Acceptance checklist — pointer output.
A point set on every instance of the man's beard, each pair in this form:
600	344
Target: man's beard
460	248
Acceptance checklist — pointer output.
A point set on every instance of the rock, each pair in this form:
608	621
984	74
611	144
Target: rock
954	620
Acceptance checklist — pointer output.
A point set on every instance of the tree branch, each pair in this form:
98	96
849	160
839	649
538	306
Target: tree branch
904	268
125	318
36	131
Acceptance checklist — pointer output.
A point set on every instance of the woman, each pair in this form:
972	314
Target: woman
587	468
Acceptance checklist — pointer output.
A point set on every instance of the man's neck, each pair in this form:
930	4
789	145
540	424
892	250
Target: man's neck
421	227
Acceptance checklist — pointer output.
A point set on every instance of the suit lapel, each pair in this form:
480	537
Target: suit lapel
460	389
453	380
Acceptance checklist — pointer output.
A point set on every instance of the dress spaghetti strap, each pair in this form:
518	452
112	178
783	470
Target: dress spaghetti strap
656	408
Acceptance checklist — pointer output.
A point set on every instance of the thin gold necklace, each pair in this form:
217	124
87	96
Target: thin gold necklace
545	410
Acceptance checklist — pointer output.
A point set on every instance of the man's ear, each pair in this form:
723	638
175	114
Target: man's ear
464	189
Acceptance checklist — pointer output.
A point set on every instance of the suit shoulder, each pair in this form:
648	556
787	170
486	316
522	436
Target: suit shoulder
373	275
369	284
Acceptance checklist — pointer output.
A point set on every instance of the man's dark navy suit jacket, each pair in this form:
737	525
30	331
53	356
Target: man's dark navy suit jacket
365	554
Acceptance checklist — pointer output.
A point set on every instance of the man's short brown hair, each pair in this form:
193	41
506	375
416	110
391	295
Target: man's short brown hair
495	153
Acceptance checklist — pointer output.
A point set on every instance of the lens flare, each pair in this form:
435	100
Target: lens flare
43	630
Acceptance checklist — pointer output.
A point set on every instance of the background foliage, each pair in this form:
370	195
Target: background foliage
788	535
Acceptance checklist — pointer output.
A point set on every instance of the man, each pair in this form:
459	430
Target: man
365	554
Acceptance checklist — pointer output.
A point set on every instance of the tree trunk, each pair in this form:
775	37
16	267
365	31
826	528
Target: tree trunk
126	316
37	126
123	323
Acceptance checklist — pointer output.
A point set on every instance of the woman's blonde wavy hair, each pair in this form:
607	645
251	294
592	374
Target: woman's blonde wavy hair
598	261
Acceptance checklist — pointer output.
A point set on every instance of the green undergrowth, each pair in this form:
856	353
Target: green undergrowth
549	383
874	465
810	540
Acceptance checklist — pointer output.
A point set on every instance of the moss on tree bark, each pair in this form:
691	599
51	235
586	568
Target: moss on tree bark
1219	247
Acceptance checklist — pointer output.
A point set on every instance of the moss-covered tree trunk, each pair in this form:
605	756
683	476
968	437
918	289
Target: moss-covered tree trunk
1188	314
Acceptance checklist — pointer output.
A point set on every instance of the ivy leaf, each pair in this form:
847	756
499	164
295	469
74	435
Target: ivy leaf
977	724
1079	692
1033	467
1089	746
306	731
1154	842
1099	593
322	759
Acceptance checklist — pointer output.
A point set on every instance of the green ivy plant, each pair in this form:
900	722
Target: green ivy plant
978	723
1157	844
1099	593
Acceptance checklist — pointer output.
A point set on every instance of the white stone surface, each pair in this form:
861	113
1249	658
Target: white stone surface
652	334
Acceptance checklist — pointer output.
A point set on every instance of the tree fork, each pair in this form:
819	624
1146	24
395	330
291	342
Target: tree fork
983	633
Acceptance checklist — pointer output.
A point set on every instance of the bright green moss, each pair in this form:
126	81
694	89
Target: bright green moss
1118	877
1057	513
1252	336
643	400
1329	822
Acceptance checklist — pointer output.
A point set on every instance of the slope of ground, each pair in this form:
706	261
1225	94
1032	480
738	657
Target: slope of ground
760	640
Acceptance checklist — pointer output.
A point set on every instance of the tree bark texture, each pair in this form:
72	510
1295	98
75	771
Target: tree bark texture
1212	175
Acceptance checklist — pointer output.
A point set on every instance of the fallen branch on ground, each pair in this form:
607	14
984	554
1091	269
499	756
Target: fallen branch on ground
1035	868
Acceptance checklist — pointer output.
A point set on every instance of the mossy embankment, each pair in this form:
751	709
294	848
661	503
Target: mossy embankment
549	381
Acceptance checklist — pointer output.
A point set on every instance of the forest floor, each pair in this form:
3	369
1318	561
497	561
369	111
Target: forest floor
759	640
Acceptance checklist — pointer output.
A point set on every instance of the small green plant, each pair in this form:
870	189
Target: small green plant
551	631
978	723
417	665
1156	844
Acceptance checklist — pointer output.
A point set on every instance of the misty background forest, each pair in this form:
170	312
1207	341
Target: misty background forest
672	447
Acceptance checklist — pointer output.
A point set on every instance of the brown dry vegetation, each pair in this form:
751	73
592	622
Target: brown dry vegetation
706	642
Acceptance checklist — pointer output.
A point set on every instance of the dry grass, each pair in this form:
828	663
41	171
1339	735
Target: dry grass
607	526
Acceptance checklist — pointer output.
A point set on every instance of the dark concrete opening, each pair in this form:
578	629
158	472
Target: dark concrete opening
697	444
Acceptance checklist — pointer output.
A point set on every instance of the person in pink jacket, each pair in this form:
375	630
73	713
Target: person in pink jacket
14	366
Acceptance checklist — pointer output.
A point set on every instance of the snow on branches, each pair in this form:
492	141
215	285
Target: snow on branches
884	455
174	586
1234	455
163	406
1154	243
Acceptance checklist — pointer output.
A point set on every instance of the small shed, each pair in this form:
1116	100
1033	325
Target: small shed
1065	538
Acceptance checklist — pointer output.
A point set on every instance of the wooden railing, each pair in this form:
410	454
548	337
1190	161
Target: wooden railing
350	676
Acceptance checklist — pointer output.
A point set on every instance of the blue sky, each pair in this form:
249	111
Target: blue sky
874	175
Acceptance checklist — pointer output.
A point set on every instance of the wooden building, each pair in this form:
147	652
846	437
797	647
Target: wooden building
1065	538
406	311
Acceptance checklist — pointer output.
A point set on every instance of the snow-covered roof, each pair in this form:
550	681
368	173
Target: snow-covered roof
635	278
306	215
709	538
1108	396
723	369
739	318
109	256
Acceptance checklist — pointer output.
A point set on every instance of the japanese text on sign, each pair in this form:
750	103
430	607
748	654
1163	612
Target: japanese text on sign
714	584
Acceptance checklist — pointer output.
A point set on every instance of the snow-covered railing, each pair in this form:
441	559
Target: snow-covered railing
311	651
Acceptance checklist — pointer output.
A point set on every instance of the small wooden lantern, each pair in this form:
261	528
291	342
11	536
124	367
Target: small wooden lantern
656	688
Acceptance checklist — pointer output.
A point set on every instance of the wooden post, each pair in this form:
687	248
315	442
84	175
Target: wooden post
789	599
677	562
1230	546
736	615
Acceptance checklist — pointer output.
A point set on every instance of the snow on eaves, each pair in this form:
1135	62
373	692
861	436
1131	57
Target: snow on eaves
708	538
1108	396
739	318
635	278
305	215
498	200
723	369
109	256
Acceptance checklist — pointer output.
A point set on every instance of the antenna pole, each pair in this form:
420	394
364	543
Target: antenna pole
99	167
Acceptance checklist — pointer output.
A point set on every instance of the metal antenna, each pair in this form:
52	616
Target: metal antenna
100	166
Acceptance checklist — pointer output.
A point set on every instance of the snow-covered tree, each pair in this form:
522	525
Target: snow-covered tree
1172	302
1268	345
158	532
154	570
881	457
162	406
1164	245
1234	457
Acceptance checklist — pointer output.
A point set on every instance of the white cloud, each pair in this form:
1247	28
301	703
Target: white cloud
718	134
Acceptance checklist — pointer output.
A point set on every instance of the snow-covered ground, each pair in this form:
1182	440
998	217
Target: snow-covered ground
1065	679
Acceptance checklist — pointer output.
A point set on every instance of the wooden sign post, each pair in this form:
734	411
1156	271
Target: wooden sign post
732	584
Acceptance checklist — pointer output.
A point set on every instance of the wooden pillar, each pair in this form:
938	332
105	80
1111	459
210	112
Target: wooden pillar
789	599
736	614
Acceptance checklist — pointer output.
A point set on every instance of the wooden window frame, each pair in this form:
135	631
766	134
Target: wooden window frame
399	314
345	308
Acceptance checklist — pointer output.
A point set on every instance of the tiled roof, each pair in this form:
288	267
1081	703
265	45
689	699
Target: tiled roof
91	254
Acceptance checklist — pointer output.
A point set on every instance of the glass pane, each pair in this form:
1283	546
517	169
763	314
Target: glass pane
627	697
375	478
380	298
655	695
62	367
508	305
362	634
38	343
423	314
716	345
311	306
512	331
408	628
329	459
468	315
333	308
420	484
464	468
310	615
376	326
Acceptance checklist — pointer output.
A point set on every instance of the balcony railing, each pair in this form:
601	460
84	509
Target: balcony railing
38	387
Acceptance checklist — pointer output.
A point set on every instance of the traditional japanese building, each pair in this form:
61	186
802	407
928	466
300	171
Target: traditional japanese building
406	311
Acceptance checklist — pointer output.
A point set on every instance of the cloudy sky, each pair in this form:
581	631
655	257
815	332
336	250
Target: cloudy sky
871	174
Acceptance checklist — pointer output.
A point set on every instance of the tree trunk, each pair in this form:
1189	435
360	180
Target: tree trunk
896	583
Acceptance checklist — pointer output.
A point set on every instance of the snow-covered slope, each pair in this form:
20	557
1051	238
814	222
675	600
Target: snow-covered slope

### WHAT YOU SHOULD DO
Copy out each line of the items above that contains the word "antenna". Treat uppercase and lowercase as different.

### EXERCISE RESULT
A point set on every instance of the antenna pole, each pair in this form:
Target: antenna pole
A point set on every instance of the metal antenna, each pair in this form:
Target: metal antenna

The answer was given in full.